### Task to carry out:
In the data below, find the line containing "Target: wall-mounted grab bar"; reproduce that line and all subsequent lines exactly, and nothing else.

[Rows from a dataset]
%%
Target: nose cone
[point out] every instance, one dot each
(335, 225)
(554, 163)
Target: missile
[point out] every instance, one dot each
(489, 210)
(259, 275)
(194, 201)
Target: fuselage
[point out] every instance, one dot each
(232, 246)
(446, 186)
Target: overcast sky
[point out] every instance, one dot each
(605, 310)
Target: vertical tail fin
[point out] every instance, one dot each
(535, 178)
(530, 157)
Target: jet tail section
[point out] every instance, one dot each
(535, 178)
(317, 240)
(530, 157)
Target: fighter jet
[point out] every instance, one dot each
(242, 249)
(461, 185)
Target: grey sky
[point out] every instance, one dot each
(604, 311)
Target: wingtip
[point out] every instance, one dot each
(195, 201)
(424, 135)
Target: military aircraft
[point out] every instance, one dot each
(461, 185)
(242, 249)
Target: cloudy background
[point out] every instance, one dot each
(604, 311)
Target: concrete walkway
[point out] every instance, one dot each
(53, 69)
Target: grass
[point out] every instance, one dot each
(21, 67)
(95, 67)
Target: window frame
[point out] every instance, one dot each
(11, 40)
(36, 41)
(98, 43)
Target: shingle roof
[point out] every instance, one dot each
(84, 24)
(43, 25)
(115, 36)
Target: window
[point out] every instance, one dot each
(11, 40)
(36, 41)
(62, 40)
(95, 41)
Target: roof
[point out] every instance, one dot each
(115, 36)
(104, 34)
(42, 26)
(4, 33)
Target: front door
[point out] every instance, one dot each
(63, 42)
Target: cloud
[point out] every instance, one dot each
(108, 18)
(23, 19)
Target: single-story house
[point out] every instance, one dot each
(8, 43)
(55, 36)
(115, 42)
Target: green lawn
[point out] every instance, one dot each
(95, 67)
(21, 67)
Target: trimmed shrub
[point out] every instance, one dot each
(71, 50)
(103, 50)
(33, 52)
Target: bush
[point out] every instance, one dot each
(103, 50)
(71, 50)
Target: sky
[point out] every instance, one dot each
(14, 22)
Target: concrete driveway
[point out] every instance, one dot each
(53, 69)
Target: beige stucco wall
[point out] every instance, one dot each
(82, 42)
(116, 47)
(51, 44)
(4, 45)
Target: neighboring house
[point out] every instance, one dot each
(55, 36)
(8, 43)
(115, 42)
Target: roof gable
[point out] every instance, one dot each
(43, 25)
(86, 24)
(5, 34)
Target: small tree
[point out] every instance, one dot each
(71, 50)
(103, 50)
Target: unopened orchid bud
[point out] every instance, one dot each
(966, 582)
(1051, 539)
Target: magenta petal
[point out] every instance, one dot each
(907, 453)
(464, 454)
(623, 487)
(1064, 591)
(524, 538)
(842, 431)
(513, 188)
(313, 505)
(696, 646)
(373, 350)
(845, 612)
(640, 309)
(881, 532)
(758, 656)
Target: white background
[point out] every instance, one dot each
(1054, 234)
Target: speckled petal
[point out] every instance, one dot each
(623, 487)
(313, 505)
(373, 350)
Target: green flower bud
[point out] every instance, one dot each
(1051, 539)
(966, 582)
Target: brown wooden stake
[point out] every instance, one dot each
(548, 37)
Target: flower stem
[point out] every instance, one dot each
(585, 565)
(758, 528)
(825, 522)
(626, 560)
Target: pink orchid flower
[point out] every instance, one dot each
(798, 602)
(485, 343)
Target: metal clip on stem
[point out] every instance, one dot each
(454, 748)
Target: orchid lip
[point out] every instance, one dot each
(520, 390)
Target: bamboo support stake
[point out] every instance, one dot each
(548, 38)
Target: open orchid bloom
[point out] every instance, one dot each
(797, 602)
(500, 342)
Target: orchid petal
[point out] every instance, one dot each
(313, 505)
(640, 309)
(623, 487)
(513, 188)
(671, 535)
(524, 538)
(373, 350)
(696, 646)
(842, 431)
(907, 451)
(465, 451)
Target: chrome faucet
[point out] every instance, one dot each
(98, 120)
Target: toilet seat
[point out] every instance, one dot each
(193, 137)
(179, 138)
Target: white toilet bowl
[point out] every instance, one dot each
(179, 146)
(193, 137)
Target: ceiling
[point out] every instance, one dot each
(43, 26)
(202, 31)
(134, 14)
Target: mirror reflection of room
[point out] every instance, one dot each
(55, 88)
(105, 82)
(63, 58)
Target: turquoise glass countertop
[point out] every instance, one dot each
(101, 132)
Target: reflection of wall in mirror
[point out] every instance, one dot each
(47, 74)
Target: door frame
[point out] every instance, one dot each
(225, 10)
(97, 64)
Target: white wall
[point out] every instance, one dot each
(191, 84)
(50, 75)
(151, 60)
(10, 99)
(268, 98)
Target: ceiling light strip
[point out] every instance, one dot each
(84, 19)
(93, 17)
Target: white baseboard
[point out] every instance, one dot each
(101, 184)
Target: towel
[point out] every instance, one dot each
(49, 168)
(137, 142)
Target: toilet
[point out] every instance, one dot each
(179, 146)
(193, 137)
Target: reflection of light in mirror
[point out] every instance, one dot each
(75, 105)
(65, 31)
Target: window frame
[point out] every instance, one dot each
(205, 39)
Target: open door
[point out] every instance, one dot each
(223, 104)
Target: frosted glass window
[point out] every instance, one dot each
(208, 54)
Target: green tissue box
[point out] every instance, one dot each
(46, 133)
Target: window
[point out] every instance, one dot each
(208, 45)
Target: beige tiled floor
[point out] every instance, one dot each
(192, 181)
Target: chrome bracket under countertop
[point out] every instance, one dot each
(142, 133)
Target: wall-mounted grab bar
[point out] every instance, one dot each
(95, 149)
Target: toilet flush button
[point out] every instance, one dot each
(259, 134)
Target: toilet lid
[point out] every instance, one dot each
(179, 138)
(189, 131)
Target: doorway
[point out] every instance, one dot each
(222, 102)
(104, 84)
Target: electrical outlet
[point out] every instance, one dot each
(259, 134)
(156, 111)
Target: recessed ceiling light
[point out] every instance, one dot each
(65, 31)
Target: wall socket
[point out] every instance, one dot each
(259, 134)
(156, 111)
%%
### Response to this task:
Target: wall-mounted grab bar
[point out] every instance, one dot each
(95, 149)
Target: toilet flush button
[point out] every instance, one dot each
(259, 134)
Target: toilet lid
[point out] every instance, one dot each
(179, 138)
(189, 131)
Target: doorway
[point out] every instance, one dot each
(222, 102)
(104, 84)
Target: electrical outlet
[point out] every instance, one dot each
(259, 134)
(156, 111)
Target: recessed ceiling light
[point out] every instance, one dot each
(65, 31)
Target: wall socket
[point out] every instance, one dot each
(259, 134)
(156, 111)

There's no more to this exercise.